■ **To be done**
Write out the material again, starting at its first line and ending at the line containing "left=0, top=29, right=80, bottom=95", with "ocean water" swapped for "seawater" and everything else kept the same.

Start Stored records

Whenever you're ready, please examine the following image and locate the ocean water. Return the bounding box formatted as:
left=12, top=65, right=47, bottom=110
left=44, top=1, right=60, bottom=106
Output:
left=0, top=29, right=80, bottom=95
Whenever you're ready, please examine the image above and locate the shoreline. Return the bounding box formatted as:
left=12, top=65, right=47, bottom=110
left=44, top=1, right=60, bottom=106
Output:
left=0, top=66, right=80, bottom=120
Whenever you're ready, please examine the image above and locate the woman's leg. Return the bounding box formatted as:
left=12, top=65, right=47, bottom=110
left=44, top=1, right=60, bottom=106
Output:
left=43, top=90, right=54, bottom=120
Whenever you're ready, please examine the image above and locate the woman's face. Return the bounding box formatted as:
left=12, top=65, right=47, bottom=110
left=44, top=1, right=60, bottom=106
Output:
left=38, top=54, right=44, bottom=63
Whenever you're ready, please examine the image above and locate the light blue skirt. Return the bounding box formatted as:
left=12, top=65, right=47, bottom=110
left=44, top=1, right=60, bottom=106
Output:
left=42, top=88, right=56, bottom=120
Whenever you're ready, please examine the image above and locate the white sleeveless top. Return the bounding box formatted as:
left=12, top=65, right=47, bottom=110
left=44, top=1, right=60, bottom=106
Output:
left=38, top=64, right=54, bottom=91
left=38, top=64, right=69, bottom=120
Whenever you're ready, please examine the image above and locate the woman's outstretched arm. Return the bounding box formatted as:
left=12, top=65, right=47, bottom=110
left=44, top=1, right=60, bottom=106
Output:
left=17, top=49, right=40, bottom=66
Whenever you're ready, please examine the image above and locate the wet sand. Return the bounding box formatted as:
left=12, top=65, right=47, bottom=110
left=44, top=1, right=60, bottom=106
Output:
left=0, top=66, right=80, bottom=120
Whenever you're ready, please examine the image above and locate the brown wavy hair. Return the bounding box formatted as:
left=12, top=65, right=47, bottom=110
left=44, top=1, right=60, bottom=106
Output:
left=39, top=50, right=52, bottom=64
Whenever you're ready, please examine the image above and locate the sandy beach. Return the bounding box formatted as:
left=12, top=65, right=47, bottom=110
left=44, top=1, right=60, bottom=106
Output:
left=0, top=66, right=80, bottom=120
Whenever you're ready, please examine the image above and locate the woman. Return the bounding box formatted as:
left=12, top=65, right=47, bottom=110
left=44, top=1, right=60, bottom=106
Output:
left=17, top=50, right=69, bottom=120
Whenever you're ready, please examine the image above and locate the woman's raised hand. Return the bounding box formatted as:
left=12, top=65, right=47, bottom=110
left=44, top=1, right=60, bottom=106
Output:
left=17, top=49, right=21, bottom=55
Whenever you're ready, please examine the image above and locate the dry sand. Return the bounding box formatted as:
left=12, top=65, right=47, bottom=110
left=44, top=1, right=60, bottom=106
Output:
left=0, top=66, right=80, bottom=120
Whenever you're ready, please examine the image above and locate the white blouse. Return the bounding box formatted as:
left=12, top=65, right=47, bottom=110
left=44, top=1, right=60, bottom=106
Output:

End Stored records

■ **Exercise output**
Whenever you're ready, please examine the following image and locate the seawater. Return the bounding box formatted as:
left=12, top=65, right=47, bottom=110
left=44, top=1, right=60, bottom=106
Output:
left=0, top=29, right=80, bottom=95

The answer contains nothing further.